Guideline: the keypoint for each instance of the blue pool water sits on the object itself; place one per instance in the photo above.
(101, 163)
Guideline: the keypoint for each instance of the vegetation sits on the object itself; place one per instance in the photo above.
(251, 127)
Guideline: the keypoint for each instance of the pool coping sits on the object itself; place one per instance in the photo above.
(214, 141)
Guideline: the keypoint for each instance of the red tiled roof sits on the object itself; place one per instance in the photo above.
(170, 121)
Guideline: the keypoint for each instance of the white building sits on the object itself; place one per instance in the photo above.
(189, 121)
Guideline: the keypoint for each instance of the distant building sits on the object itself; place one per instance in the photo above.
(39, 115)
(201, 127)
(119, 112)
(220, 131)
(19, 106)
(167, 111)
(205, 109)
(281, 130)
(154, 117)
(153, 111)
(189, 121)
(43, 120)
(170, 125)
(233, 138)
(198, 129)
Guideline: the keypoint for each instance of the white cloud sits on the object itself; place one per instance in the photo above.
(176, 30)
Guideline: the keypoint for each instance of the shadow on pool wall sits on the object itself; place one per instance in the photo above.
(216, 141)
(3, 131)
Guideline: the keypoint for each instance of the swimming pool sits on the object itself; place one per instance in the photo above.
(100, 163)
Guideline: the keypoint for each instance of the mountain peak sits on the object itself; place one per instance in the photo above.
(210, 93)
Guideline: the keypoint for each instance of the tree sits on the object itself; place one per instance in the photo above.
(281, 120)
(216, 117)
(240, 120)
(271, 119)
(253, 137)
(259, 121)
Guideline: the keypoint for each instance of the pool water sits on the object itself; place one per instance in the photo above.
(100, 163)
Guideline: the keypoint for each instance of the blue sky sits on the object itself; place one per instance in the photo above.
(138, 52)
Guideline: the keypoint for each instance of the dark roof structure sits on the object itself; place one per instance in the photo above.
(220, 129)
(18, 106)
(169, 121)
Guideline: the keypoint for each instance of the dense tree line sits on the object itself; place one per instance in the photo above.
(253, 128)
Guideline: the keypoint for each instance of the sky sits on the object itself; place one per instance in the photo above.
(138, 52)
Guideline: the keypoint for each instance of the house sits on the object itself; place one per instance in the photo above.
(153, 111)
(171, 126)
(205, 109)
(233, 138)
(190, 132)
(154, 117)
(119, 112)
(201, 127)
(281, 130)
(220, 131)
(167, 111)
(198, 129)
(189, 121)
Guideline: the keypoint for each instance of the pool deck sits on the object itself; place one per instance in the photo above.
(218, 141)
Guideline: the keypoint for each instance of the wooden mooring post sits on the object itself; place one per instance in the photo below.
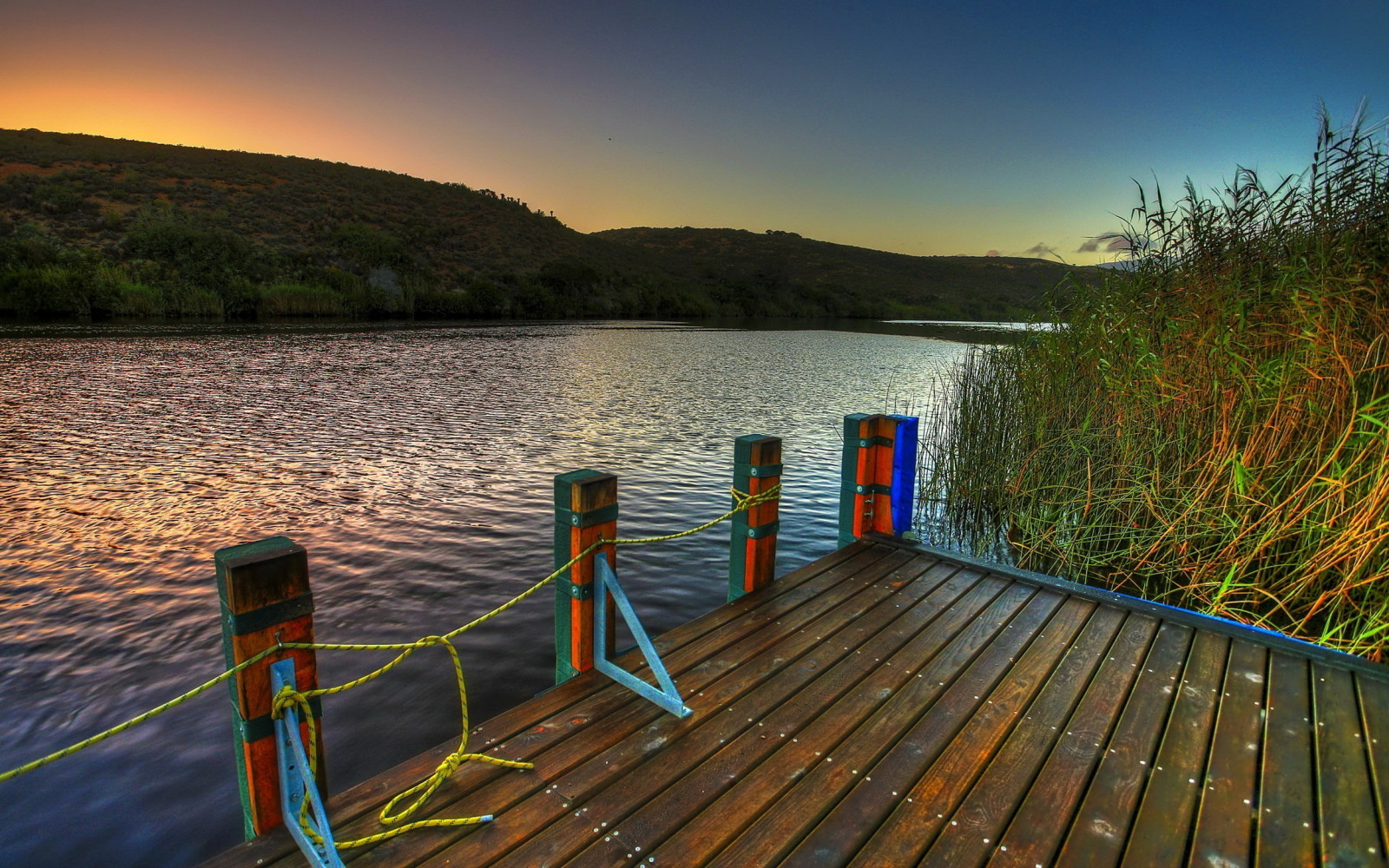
(752, 556)
(879, 476)
(264, 601)
(585, 511)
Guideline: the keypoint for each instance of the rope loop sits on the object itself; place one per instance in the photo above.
(300, 699)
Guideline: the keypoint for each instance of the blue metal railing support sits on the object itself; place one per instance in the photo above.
(296, 782)
(667, 696)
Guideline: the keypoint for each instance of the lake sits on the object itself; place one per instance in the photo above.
(414, 463)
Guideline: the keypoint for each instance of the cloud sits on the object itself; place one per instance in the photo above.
(1113, 242)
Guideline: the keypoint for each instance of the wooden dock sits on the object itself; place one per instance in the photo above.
(895, 706)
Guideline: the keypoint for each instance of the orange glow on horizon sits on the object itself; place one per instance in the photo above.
(188, 111)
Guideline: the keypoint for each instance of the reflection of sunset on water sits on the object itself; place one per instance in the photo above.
(414, 464)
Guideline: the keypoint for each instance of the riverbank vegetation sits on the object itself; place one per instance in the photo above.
(104, 228)
(1212, 430)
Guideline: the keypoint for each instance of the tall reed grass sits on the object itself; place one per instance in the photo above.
(1212, 428)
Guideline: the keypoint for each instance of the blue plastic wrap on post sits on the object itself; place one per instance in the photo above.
(296, 782)
(903, 474)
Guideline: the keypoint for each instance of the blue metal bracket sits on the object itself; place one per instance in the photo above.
(295, 782)
(667, 696)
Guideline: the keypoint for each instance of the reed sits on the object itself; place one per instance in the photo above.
(1212, 428)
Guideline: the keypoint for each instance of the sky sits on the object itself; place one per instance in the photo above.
(916, 127)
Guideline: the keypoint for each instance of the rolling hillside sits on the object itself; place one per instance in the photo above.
(94, 227)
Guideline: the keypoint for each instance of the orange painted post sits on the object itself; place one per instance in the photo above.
(867, 472)
(752, 559)
(266, 601)
(585, 511)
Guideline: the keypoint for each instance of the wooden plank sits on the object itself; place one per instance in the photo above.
(977, 826)
(1226, 819)
(1160, 832)
(1101, 826)
(1374, 713)
(851, 821)
(944, 648)
(546, 832)
(916, 821)
(620, 742)
(874, 675)
(1287, 832)
(569, 708)
(714, 754)
(1045, 812)
(1345, 799)
(990, 641)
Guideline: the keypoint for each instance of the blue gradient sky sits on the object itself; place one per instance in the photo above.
(920, 128)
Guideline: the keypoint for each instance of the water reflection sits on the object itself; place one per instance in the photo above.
(414, 463)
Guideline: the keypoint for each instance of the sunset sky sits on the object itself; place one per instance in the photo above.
(920, 127)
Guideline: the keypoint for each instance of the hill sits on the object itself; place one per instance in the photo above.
(95, 227)
(840, 279)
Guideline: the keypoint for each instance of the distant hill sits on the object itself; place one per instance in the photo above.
(94, 227)
(842, 279)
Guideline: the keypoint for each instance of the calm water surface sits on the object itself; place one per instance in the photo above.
(416, 465)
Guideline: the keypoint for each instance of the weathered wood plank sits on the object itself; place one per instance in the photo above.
(1287, 832)
(956, 635)
(1101, 826)
(1175, 784)
(789, 729)
(1226, 819)
(851, 823)
(978, 824)
(913, 823)
(1374, 713)
(1045, 812)
(613, 746)
(727, 745)
(1345, 799)
(971, 663)
(889, 707)
(564, 710)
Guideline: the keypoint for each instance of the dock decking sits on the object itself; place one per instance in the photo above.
(895, 706)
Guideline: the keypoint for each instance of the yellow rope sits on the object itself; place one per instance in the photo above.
(434, 781)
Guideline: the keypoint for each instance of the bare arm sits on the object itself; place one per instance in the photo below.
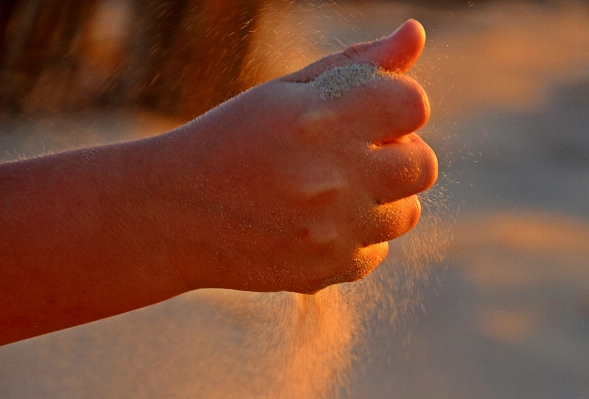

_ _ _ _

• Activity: Word for word, repeat the material above and drop the pictures.

• Answer to this problem:
Guideline: the keypoint for each instance of the blue pool water sits on the object itself; place one per instance in the photo above.
(101, 163)
Guideline: the keypoint for each instance of the vegetation sits on the object itself; place one per instance in the photo above.
(251, 127)
Guideline: the keypoint for each instance of the pool coping sits on the object itself; place one per instance in the photo above.
(214, 141)
Guideline: the keypoint for each instance of the red tiled roof sits on the object itself; place one per instance in the photo above.
(170, 121)
Guideline: the keypoint for each instance of the white building sits on the object itself; place one per instance in the photo above.
(189, 121)
Guideline: the keypoint for each instance of the distant building sits on the object itself; place one per instance in the photo above.
(39, 115)
(201, 127)
(119, 112)
(220, 131)
(19, 106)
(167, 111)
(205, 109)
(281, 130)
(154, 117)
(153, 111)
(189, 121)
(43, 120)
(170, 125)
(233, 138)
(198, 129)
Guideline: the keypoint for each instance of the white cloud sits on the object itself; place one per instance in the photo above.
(176, 30)
Guideline: the keypoint for each instance of the shadow on pool wall sits on the object itself; place one per instance in the photo above.
(216, 141)
(3, 131)
Guideline: the keypoint for each instance of the swimming pool sits on the object itself; place one per instance in the photo above.
(100, 163)
Guideline: the keypoint for each instance of the mountain peak sits on the object itself; place one per instance in the photo above.
(210, 93)
Guideline: the keypoint for each instance of the tree sits on the object itself; place one per instance in the photo above.
(281, 120)
(216, 117)
(240, 120)
(271, 119)
(253, 137)
(259, 121)
Guideline: the keypoint for each instance of the pool water sits on the object itself; place one per instance in the photo above.
(100, 163)
Guideline: the keypoint for each instance of the blue sky sits on the object itself; place one per instance in the photo above.
(138, 52)
Guideline: the keypoint for each instance of the dark roof structure sits on the object itself; place one per instance in the photo above.
(220, 129)
(18, 106)
(169, 121)
Guideline: the keypoint for each instance of the dense tree line sits on the object itself; place one per instance in the photo above.
(253, 128)
Guideline: the keypoint for each instance of the sky sits on the object itself; place one per instance in the photo above.
(138, 52)
Guideline: the keypoint for each instance of the house sits on the object itself; place one per instance in the photo above.
(153, 111)
(171, 126)
(205, 109)
(233, 138)
(190, 132)
(154, 117)
(119, 112)
(201, 127)
(281, 130)
(220, 131)
(167, 111)
(198, 129)
(189, 121)
Guideline: the keypoint for each instance of the pool deck sits on the object itself; place one per instance in the photo above.
(218, 141)
Guideline: the keypoint for each instance of the wooden mooring post sits on the object itself; place one per instance in the photo below.
(752, 556)
(879, 476)
(264, 601)
(585, 511)
Guideline: the keypoint for each instance of the rope loop sits on the object itself; place one per instance in the photo above.
(300, 699)
Guideline: the keypoint for each instance of the blue metal railing support sits on the object itself; place one per instance in the photo above.
(296, 782)
(667, 696)
Guideline: the keypoint for each instance of the lake sits on the object itself; place one per instance in the photo above.
(414, 463)
Guideline: the keypoint for each instance of the cloud sits on the object itself; place one per instance in the photo above.
(1113, 242)
Guideline: the keypoint for each instance of the wooden dock sits on the object itself; place one per instance in the photo above.
(895, 706)
Guideline: the keypoint for each instance of the orange glow on horizon sits on the object itself; place one per instance in the photo above.
(188, 111)
Guideline: the keypoint for each instance of the reflection of sunset on water sits on the object itself; place one per instance in the photo above.
(414, 464)
Guideline: the keypoint for each instance of the riverbank vegetation sits on the object itself; place one per instance in the photo above.
(104, 228)
(1212, 430)
Guideline: the keypoint for each instance of the tall reed grass sits on the object itself; place one per instance in the photo above.
(1212, 428)
Guideline: the keypoint for each instance of the blue plastic wrap on post sits on the object itself; place one per instance in the photo above.
(296, 782)
(903, 474)
Guideline: the keypoint for each instance of the blue metal bracket sits on the object itself; place one per instance in the photo above.
(295, 782)
(667, 696)
Guideline: the keypoint for each instance of the reed sits on the object itself; place one per instance in the photo above.
(1212, 428)
Guideline: the keypoint for each instance of the sky sits on the object itself; place one per instance in the photo above.
(916, 127)
Guideline: the keypoint for each instance of the rolling hillside sits on the object itself; place one per instance in the photo above.
(94, 227)
Guideline: the keypoint for each instance of the orange painted post sits on the object itself; place one per instance in the photo above.
(867, 472)
(752, 559)
(266, 601)
(585, 511)
Guideline: the keypoint for each instance of the wooden plank sits on the object itself; place one per instance in the photo above.
(977, 826)
(1226, 819)
(1160, 832)
(1101, 826)
(1374, 713)
(851, 821)
(944, 648)
(546, 832)
(916, 821)
(620, 742)
(874, 675)
(1287, 832)
(569, 708)
(714, 754)
(1045, 812)
(1345, 799)
(990, 641)
Guideline: the keypoint for each instance of the blue gradient sky sits on the object itself; place one per instance in the photo above.
(920, 128)
Guideline: the keypoint for each instance of the water reflection sits on the object itself; place one per instance in the photo above.
(414, 463)
Guideline: the keypoint for each instance of the sunset sky sits on the object itself; place one per instance in the photo above.
(920, 127)
Guideline: the keypoint for each instance of the hill sits on the object itself; place one per instance in the photo above.
(95, 227)
(840, 279)
Guideline: the keypoint for each instance of the distant hill sits on the object itself; place one per instance in the photo above.
(94, 227)
(842, 279)
Guideline: the keypoint for each instance of the calm water surface sits on the object itself; place one per instance in the photo above.
(416, 465)
Guideline: the keypoint for each instance of the weathered wood plank sits on the object itself; place one per instance in the photo above.
(1287, 832)
(956, 635)
(1101, 826)
(1175, 784)
(789, 729)
(1226, 819)
(851, 823)
(978, 824)
(913, 823)
(1374, 713)
(1045, 812)
(613, 746)
(727, 745)
(1345, 799)
(971, 663)
(889, 707)
(564, 710)
Guideline: the keypoint for each instance of the dock decking sits on the object itself; place one per instance in the photo above.
(895, 706)
Guideline: the keypoint for each instance of the yellow rope sits on the object itself; place one per instance in the photo above.
(434, 781)
Guideline: the keypoint for each instance of the bare arm sits on the object itself; place one per instance in the photo below.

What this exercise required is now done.